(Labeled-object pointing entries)
:::::
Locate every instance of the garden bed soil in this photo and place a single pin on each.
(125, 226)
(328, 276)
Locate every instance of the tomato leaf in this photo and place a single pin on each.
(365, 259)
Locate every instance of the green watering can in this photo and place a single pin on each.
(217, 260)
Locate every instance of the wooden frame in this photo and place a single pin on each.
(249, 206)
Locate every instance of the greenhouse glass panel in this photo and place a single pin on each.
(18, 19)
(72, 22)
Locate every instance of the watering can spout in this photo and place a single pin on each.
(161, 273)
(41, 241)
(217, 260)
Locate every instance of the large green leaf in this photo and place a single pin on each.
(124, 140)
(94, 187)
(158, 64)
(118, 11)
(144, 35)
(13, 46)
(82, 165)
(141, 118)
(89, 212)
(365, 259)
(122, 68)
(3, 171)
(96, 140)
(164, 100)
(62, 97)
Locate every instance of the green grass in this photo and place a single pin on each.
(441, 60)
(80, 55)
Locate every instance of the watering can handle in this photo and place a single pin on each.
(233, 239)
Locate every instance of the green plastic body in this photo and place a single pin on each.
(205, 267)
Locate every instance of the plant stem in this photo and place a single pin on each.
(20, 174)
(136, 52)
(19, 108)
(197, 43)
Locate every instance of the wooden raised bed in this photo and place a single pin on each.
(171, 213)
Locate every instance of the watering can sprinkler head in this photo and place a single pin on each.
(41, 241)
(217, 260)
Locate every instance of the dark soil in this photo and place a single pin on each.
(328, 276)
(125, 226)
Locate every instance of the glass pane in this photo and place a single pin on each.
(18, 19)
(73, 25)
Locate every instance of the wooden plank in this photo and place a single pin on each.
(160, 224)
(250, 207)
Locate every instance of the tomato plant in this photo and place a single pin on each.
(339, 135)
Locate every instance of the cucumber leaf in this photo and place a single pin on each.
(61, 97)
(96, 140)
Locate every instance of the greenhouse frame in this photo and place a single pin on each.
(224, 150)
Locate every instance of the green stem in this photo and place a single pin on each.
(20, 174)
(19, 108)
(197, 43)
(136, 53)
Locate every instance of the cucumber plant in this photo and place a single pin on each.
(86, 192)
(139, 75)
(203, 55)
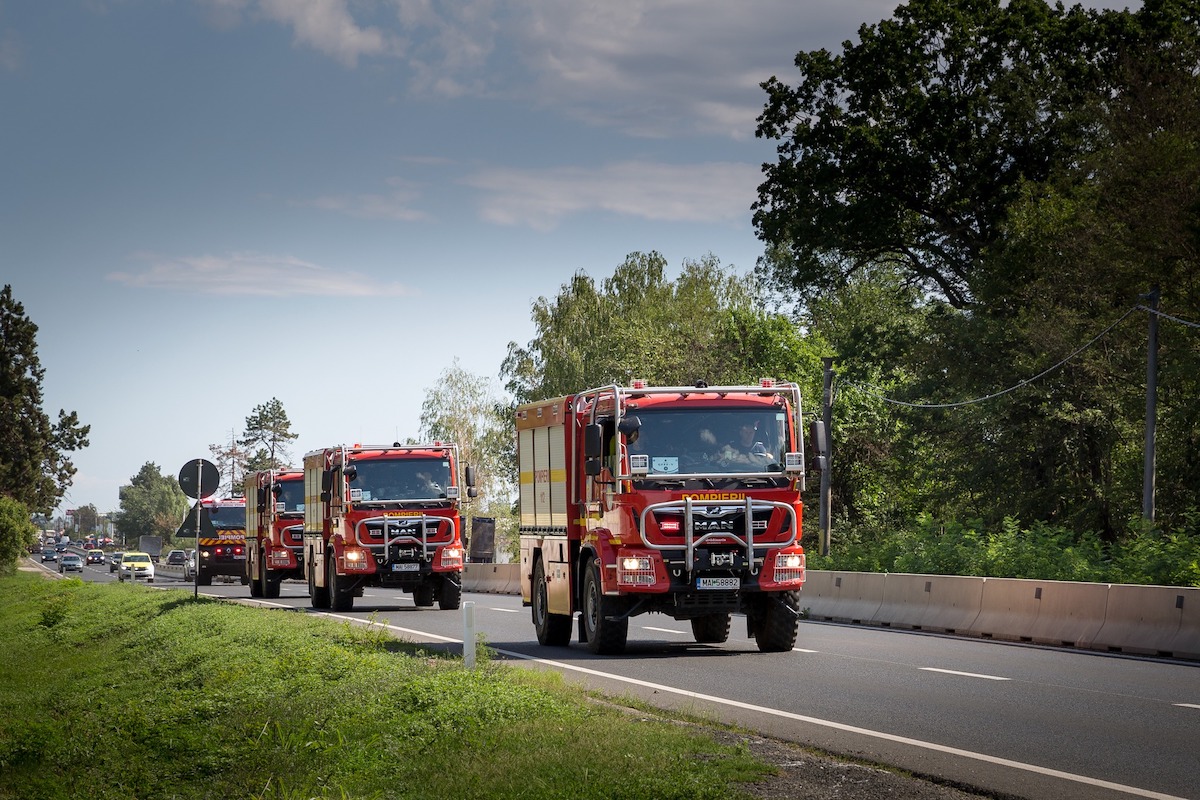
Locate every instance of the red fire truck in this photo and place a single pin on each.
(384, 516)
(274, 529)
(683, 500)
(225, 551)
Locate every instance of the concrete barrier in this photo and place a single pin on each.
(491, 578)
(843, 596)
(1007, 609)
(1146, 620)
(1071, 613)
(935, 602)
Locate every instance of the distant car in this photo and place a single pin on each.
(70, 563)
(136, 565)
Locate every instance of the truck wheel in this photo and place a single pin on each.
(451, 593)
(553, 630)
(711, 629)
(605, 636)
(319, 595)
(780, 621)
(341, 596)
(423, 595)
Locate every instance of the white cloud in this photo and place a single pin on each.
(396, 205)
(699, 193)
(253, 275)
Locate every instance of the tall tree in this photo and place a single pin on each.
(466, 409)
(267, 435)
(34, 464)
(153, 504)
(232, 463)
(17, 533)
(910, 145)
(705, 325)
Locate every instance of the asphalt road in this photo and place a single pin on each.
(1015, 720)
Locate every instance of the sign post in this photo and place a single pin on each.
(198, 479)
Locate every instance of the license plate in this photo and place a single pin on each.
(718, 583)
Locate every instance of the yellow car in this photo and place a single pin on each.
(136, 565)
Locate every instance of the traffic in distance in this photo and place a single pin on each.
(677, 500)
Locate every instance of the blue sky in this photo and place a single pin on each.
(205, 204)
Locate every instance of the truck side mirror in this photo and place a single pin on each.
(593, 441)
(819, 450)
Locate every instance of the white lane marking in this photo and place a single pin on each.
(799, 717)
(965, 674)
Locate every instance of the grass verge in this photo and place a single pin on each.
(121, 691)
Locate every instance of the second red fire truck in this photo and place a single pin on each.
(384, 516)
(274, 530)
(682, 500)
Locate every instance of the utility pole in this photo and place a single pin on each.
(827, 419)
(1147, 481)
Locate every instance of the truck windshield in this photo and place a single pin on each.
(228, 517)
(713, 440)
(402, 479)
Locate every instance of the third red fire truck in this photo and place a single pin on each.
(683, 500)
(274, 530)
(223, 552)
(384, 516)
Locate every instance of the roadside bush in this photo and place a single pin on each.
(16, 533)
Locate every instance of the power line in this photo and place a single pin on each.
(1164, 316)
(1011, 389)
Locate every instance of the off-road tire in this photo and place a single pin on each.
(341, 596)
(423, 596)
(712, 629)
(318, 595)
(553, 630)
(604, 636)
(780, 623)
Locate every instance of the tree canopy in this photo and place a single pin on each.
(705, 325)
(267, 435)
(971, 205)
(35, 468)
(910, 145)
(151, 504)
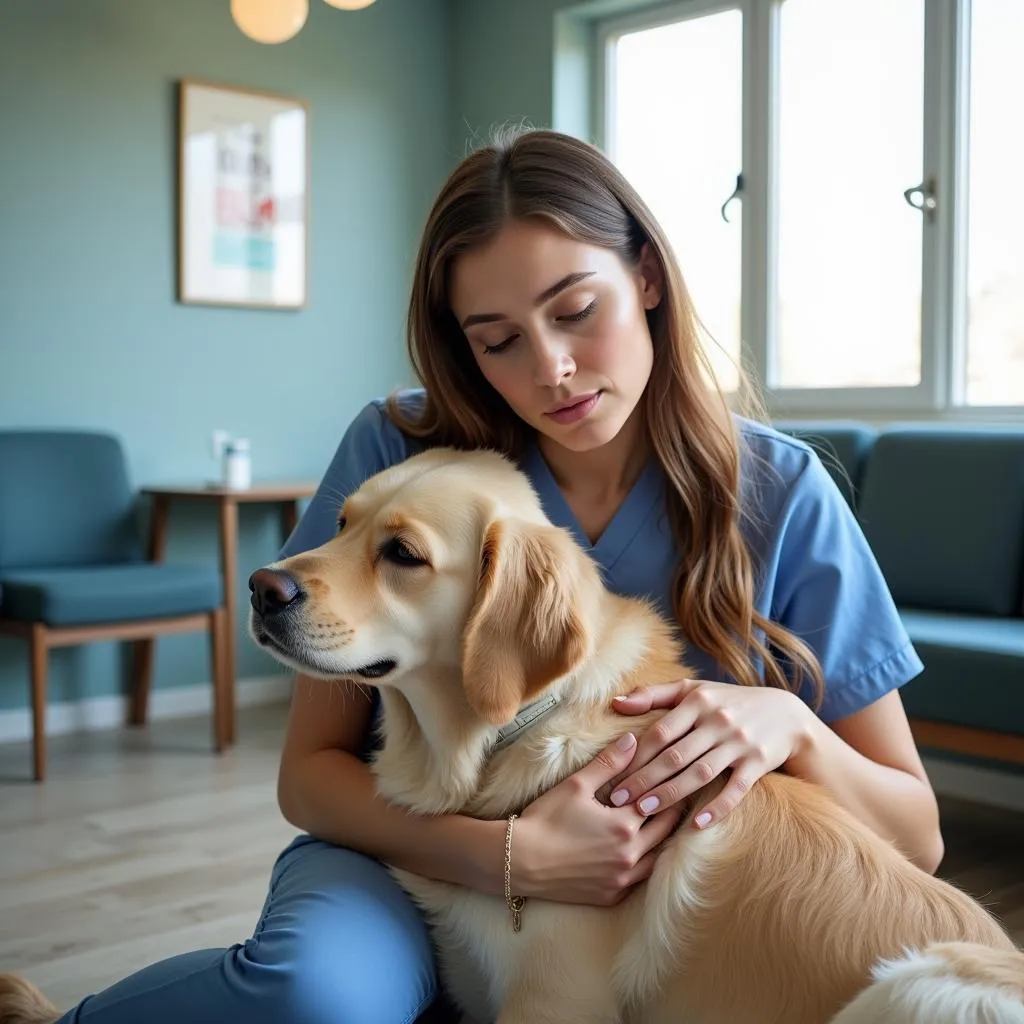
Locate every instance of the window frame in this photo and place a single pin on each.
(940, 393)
:::::
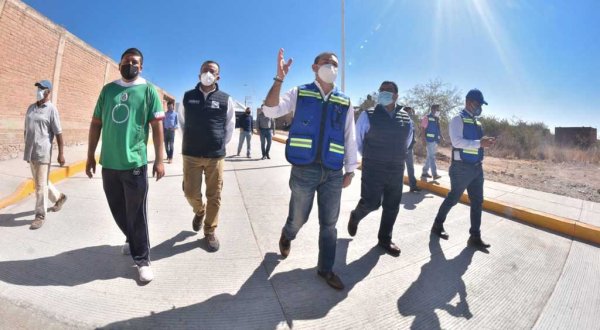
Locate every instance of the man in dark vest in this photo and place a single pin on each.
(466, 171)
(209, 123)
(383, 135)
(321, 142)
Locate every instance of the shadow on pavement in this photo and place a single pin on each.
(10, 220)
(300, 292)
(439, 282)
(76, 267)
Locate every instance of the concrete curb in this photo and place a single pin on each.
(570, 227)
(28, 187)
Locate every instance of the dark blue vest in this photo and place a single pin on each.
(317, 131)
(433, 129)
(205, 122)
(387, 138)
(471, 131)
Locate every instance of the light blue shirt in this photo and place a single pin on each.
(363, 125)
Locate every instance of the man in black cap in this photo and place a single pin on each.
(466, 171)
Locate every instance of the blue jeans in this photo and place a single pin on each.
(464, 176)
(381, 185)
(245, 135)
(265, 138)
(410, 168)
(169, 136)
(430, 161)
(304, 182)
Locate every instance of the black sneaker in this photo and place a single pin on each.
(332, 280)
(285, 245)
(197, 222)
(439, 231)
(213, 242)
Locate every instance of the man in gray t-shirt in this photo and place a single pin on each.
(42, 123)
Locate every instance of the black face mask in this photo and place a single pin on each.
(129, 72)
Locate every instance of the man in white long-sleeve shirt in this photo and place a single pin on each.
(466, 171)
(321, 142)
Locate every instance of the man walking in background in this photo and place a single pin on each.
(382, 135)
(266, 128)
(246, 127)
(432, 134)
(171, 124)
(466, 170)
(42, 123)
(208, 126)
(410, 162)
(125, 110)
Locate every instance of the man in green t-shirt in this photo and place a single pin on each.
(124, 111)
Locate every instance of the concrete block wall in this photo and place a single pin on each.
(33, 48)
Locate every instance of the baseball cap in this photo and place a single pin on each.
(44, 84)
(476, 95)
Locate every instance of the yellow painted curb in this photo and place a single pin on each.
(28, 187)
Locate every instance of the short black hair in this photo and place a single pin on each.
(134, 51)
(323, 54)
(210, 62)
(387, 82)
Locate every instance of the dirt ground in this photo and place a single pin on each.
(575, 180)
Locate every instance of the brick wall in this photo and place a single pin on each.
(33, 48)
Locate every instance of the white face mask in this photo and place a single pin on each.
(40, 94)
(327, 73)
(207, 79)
:::::
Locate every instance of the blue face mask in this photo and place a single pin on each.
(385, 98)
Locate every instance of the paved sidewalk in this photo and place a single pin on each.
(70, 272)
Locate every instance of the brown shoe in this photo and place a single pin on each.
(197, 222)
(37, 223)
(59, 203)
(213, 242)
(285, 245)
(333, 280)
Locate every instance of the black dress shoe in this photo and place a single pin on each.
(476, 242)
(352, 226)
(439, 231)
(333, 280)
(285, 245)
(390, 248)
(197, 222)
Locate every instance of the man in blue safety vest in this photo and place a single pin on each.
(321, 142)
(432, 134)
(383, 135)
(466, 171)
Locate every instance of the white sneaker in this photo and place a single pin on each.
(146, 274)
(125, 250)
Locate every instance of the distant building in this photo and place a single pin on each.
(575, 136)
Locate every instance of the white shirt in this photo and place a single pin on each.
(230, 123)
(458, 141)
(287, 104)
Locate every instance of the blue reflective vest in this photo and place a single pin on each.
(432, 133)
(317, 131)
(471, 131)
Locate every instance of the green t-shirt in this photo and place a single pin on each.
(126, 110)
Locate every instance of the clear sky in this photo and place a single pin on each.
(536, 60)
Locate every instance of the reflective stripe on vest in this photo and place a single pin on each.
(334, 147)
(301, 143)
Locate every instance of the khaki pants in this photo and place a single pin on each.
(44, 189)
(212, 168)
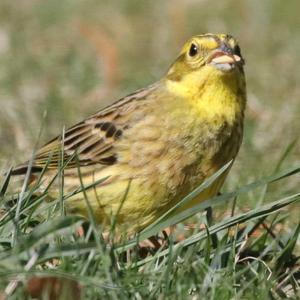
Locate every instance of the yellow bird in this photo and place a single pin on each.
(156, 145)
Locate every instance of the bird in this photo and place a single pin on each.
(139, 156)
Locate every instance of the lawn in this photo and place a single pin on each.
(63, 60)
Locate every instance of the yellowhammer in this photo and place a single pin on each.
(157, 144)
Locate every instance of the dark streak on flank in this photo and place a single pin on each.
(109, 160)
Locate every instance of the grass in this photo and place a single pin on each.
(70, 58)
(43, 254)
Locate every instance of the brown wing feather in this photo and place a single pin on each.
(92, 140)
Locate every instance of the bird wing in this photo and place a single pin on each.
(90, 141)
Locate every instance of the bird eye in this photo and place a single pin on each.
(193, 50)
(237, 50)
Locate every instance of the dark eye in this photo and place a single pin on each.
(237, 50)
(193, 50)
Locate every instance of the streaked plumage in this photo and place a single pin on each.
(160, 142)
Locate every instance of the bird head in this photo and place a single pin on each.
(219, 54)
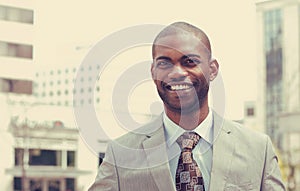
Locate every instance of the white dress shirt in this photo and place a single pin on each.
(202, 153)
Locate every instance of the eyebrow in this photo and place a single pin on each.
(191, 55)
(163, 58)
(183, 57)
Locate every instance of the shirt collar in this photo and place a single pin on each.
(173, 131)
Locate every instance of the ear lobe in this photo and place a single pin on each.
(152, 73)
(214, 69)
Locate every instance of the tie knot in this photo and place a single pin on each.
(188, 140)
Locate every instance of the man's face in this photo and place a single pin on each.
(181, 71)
:::::
## Aim of the exercise:
Copy word for word the lines of the material above, beginning at the line that contains "Locate every instance of the red" and stopping after the line that contains "(1015, 720)".

## Exercise result:
Locate every instance of the red fire truck in this photo and place a single pin on each.
(384, 516)
(274, 529)
(683, 500)
(225, 551)
Locate every instance of the concrete barrier in this photo and place a single pin on each.
(491, 578)
(843, 596)
(1007, 609)
(1146, 620)
(1071, 613)
(935, 602)
Locate every instance of the distant car in this photo and place a single pin on each.
(70, 563)
(136, 565)
Locate every instance of the truck wheel in this photo and place a single pin on each.
(451, 593)
(553, 630)
(711, 629)
(605, 636)
(319, 595)
(780, 621)
(341, 596)
(423, 595)
Locate every instance of the white cloud in this photo and place a single pin on each.
(396, 205)
(699, 193)
(253, 275)
Locate every instance of the tall tree in this photo and place a single pin on each.
(466, 409)
(267, 435)
(34, 464)
(153, 504)
(232, 463)
(17, 533)
(910, 145)
(705, 325)
Locate every instance of the asphalt road in this photo and place a single pin on each.
(1015, 720)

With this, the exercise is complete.